Referring expression pointing data
- Opening Delimiter -
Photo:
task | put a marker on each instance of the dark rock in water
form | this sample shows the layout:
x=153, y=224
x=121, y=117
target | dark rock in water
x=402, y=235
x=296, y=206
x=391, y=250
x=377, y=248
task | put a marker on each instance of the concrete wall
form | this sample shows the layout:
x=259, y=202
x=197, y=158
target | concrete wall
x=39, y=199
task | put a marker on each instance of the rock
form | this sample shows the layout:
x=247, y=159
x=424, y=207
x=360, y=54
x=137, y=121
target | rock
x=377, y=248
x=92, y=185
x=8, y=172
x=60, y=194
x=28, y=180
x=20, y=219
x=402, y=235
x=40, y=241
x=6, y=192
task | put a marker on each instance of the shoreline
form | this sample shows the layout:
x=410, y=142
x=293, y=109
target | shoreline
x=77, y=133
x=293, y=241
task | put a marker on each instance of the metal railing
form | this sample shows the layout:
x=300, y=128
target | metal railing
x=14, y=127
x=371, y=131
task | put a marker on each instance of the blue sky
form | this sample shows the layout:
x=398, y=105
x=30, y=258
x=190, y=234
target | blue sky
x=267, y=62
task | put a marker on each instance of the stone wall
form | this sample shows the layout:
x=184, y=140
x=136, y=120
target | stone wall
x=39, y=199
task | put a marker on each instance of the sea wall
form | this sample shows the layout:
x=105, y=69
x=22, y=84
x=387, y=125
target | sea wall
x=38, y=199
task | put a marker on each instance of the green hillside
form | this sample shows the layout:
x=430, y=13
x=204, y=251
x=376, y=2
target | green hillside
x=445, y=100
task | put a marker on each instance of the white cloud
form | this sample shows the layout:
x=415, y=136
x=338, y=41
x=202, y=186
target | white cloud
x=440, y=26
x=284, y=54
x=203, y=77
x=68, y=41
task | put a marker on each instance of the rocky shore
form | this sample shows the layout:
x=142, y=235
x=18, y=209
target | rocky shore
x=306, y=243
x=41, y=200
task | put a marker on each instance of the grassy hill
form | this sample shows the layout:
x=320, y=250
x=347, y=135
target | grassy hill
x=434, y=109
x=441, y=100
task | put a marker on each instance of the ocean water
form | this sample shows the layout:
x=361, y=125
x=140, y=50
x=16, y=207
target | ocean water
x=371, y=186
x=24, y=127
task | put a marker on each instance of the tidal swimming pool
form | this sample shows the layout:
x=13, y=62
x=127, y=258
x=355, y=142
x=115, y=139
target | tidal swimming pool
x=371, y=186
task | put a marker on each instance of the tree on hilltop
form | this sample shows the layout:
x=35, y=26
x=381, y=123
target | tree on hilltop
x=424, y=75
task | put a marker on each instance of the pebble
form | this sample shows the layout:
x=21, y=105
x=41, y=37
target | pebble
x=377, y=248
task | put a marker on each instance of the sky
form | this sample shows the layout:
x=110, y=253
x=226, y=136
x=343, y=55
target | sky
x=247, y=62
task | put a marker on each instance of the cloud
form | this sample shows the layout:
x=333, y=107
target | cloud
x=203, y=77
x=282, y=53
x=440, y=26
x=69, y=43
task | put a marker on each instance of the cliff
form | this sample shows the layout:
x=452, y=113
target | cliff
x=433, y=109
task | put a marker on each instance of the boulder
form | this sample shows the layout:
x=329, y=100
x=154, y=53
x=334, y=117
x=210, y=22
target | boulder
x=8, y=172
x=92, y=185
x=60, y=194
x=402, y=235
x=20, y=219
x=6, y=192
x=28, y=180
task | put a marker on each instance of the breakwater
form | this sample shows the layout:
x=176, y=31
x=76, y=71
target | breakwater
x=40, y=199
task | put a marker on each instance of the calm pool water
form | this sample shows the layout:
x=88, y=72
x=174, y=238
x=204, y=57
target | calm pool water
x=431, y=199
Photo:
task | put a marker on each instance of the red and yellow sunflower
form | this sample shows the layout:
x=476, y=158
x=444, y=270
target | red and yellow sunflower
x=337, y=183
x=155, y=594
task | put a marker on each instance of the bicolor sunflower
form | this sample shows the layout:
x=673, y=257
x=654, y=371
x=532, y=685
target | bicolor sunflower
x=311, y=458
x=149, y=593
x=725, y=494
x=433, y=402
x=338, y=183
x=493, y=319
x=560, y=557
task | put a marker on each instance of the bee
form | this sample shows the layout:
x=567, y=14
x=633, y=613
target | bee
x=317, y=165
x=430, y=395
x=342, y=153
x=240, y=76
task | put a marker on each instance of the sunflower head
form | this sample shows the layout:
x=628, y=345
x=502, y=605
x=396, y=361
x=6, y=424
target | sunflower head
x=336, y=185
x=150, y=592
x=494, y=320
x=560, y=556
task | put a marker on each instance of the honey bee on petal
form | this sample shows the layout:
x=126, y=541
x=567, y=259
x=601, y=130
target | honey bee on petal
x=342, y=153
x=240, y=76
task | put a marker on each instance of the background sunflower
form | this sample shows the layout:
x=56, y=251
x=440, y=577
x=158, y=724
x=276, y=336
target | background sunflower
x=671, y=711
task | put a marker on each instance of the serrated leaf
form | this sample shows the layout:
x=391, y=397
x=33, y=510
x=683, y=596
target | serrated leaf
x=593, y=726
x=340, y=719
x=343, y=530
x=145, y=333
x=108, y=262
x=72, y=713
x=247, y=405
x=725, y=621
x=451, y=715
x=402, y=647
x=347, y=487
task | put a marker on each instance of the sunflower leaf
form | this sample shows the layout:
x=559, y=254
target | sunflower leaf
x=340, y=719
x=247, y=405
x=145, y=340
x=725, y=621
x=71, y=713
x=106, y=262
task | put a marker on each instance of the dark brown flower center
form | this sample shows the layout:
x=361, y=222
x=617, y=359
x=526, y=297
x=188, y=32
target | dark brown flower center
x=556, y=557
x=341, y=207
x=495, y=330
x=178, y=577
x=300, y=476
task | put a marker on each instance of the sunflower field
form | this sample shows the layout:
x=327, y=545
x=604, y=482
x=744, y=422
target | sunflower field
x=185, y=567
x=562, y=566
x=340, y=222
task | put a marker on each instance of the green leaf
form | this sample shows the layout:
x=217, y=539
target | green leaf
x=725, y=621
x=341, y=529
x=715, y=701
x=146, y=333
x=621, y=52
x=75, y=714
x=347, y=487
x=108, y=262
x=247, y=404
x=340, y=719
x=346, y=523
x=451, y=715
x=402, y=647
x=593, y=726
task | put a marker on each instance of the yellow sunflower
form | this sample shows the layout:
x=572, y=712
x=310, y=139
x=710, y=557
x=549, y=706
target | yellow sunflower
- Closing Delimiter -
EXERCISE INSTRUCTIONS - A word-for-word copy of all the entries is required.

SOLUTION TO THIS PROBLEM -
Photo:
task | put a marker on each instance of the dark rock in water
form | this sample shows the layout:
x=153, y=224
x=121, y=117
target | dark rock in water
x=402, y=235
x=296, y=206
x=391, y=250
x=377, y=248
task | put a marker on each instance of the concrete wall
form | this sample shows the layout:
x=259, y=202
x=197, y=158
target | concrete wall
x=39, y=199
task | put a marker on each instance of the rock
form | this sample shows the layout:
x=247, y=159
x=424, y=207
x=360, y=54
x=137, y=121
target | rock
x=377, y=248
x=92, y=185
x=8, y=172
x=60, y=194
x=28, y=180
x=20, y=219
x=402, y=235
x=40, y=241
x=6, y=192
task | put a marker on each instance of the shoreline
form | this sample shows the layout:
x=410, y=142
x=293, y=109
target | shoreline
x=77, y=133
x=293, y=241
task | put a marker on each instance of the metal railing
form | this sample shows the layout:
x=300, y=128
target | metal railing
x=14, y=127
x=371, y=131
task | put a marker on each instance of the blue sky
form | this sample shows the layout:
x=398, y=105
x=30, y=258
x=190, y=234
target | blue sky
x=267, y=62
task | put a marker on each instance of the stone wall
form | this sample shows the layout:
x=184, y=140
x=136, y=120
target | stone wall
x=39, y=199
task | put a marker on each instance of the sea wall
form | this sample shows the layout:
x=105, y=69
x=22, y=84
x=387, y=125
target | sea wall
x=38, y=199
task | put a marker on each instance of the green hillside
form | this sample shows the layout:
x=430, y=13
x=204, y=251
x=376, y=2
target | green hillside
x=445, y=100
task | put a marker on each instance of the white cloud
form | this sample shows the layout:
x=415, y=136
x=338, y=41
x=202, y=186
target | white cloud
x=440, y=26
x=284, y=54
x=203, y=77
x=68, y=41
task | put a marker on each instance of the rocky shore
form | this sample shows the layout:
x=142, y=235
x=18, y=209
target | rocky shore
x=306, y=243
x=41, y=200
task | put a marker on each instance of the grassy hill
form | this sample shows the layout:
x=320, y=250
x=347, y=135
target | grassy hill
x=434, y=109
x=441, y=100
task | put a marker on each instance of the ocean water
form | this sample shows the layout:
x=361, y=125
x=140, y=50
x=16, y=207
target | ocean water
x=371, y=186
x=24, y=127
task | put a marker on each instance of the tidal swimming pool
form | this sample shows the layout:
x=13, y=62
x=127, y=258
x=355, y=142
x=115, y=139
target | tidal swimming pool
x=371, y=186
task | put a marker on each instance of the tree on hilltop
form | this sample shows the layout:
x=35, y=26
x=381, y=123
target | tree on hilltop
x=424, y=75
task | put a marker on each instance of the pebble
form | this sample shows the layout:
x=21, y=105
x=41, y=37
target | pebble
x=377, y=248
task | put a marker on each instance of the sky
form | this sample shows the layout:
x=110, y=253
x=226, y=136
x=343, y=55
target | sky
x=247, y=62
task | put a marker on each instance of the cloud
form | this sample shows the layout:
x=333, y=107
target | cloud
x=203, y=77
x=282, y=53
x=440, y=26
x=69, y=43
task | put a marker on each instance of the cliff
form | this sample shows the layout:
x=452, y=113
target | cliff
x=433, y=109
task | put a marker on each instance of the boulder
form | this sample shows the layout:
x=329, y=100
x=154, y=53
x=334, y=117
x=210, y=22
target | boulder
x=8, y=172
x=92, y=185
x=60, y=194
x=402, y=235
x=20, y=219
x=6, y=192
x=28, y=180
task | put a marker on each instance of the breakwater
form | this sample shows the layout:
x=176, y=31
x=76, y=71
target | breakwater
x=40, y=199
task | put a marker on each instance of the calm pool water
form | this sample shows the layout:
x=88, y=72
x=174, y=238
x=204, y=57
target | calm pool water
x=431, y=199
Photo:
task | put a marker on each instance of the red and yellow sunflower
form | this sample shows the layout:
x=476, y=158
x=444, y=270
target | red and yellow sunflower
x=337, y=183
x=155, y=594
task | put a marker on each instance of the bicolor sunflower
form | this sample shows the layout:
x=673, y=257
x=654, y=371
x=532, y=685
target | bicolor sunflower
x=311, y=458
x=149, y=593
x=725, y=494
x=433, y=402
x=338, y=183
x=493, y=319
x=560, y=557
task | put a marker on each instance of the bee
form | this sample shows the layout:
x=567, y=14
x=633, y=613
target | bee
x=317, y=165
x=430, y=395
x=342, y=153
x=240, y=76
task | put a marker on each instance of the sunflower head
form | this sample shows the layout:
x=628, y=345
x=502, y=605
x=396, y=361
x=6, y=424
target | sunflower head
x=336, y=185
x=150, y=592
x=494, y=320
x=560, y=556
task | put a marker on each instance of the honey bee on petal
form | this sample shows the layout:
x=126, y=541
x=567, y=259
x=601, y=130
target | honey bee on petal
x=342, y=153
x=240, y=76
task | put a marker on each instance of the background sunflower
form | this sample shows the layout:
x=56, y=251
x=440, y=577
x=158, y=724
x=276, y=336
target | background sunflower
x=671, y=711
task | put a marker on each instance of the serrated leaf
form | this sample shows the layout:
x=391, y=397
x=33, y=510
x=683, y=596
target | serrated leaf
x=593, y=726
x=340, y=719
x=343, y=530
x=145, y=333
x=108, y=262
x=72, y=713
x=247, y=405
x=725, y=621
x=451, y=715
x=402, y=647
x=347, y=487
task | put a marker on each instance of the sunflower leaf
form | this sample shows the layout:
x=559, y=254
target | sunflower leaf
x=340, y=719
x=247, y=405
x=145, y=340
x=725, y=621
x=71, y=713
x=106, y=262
task | put a marker on each instance of the dark brown flower center
form | this sample shows the layout:
x=361, y=222
x=617, y=359
x=526, y=297
x=188, y=32
target | dark brown flower center
x=556, y=557
x=341, y=207
x=495, y=330
x=178, y=577
x=300, y=476
task | put a marker on each instance of the sunflower field
form | this sample shows the layout:
x=327, y=545
x=604, y=482
x=744, y=422
target | sunflower field
x=185, y=567
x=562, y=566
x=340, y=222
task | put a marker on each instance of the green leaf
form | this sample shows the layout:
x=217, y=539
target | green leaf
x=725, y=621
x=341, y=529
x=715, y=701
x=146, y=333
x=621, y=52
x=75, y=714
x=347, y=487
x=108, y=262
x=247, y=404
x=340, y=719
x=346, y=523
x=451, y=715
x=402, y=647
x=593, y=726
task | put a marker on each instance of the yellow sunflower
form | this sample shows the layout:
x=572, y=712
x=310, y=139
x=710, y=557
x=549, y=706
target | yellow sunflower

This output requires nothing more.